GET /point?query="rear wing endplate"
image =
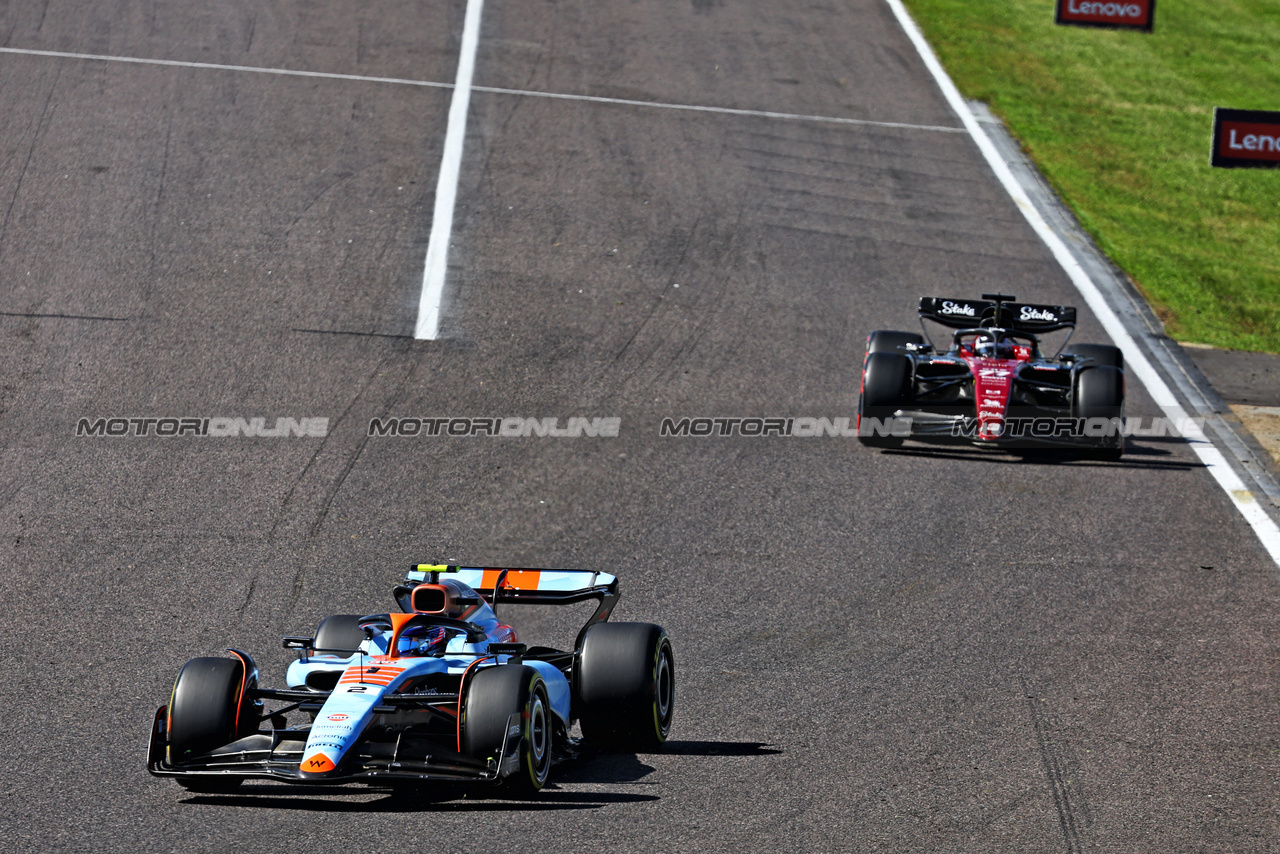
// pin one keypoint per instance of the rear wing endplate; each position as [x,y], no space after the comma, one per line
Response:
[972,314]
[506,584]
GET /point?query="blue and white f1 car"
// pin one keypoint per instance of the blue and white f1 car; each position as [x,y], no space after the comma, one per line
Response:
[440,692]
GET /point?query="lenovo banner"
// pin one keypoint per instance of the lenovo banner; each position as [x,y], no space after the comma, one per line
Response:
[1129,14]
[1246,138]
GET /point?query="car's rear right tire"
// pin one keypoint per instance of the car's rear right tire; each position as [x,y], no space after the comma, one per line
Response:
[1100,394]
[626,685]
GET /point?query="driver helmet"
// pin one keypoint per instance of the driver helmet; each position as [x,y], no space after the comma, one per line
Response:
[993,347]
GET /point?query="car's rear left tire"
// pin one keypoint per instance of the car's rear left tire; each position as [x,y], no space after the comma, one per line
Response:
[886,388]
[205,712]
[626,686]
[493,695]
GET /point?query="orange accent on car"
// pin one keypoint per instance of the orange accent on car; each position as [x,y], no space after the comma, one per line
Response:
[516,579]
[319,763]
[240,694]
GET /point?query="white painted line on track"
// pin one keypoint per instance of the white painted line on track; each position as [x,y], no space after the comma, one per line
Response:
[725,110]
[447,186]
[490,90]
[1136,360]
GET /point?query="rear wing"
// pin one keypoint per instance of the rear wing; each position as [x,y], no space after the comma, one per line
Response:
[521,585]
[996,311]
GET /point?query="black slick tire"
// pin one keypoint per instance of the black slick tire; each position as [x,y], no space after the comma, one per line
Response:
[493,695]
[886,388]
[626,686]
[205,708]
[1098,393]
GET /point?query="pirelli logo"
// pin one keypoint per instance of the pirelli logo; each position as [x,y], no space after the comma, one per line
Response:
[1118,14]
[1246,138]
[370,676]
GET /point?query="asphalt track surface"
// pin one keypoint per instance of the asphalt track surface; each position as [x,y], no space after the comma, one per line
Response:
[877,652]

----

What is needed »
Quote the material in full and exactly; do not carry over its pictures.

Answer to this task »
GET /point?query="rear wing endplate"
image =
// pin one keypoint per instance of the rear wing endplate; each position as [x,y], no space after the comma, one per line
Response:
[972,314]
[506,584]
GET /point?query="blue and white f1 car"
// pin one keypoint per instance of the blue and white f1 car; each position as [x,y], no space after the comma, one per line
Response:
[440,692]
GET /point?query="lenovo banner"
// pin one keypoint per instance of the lenovo banner; each position as [x,y], no space after the comma, one per line
Response:
[1129,14]
[1246,138]
GET /point?query="car's rear right tire"
// pin one keypoint per instance of the car's rear right tire; each position as [x,y], no space after the comma, one per line
Response:
[1100,394]
[626,685]
GET /point?query="driver helmet"
// pin one keypoint per instance of the driver helmet; each position as [x,y], no space after the comma, one per line
Response:
[993,347]
GET /point?query="car's rear left tire"
// pin one keypoint per instance of the car's rear left tire; each position as [x,y], no space after the comma, one per line
Response:
[886,388]
[205,712]
[626,686]
[493,695]
GET /point?query="orange accent on car"
// pin one keypoint per instance of the orange accent on car; each position as [x,y], no space after the comma, one per line
Response:
[516,579]
[319,763]
[240,694]
GET /point?query="white painted line on track"
// pin one keypoint per instance of the white painted line on track; each position as [x,y], no space after the comma, one per line
Response:
[725,110]
[447,186]
[490,90]
[1136,360]
GET /point?query="rear wing"
// pin one keypoint per instance of the rear wing; each position as [x,y], no space after the comma, one per line
Response:
[521,585]
[996,311]
GET /point?query="black slick tire"
// pin one keypoint per instance of the black slick tire; each position as [x,y], no space after the comma, one per line
Response:
[493,695]
[886,388]
[626,686]
[205,708]
[1098,393]
GET /point?query="pirelli logo"
// pin one keypoint per instance of the pirelli logo; each position as [x,y], no space after the comma, one per line
Response:
[1118,14]
[1246,138]
[370,676]
GET /point?query="asphalt track surface"
// pin one keypoint per instance of the asphalt track surface; each position as [x,y], no space after the comma, one per line
Response:
[877,652]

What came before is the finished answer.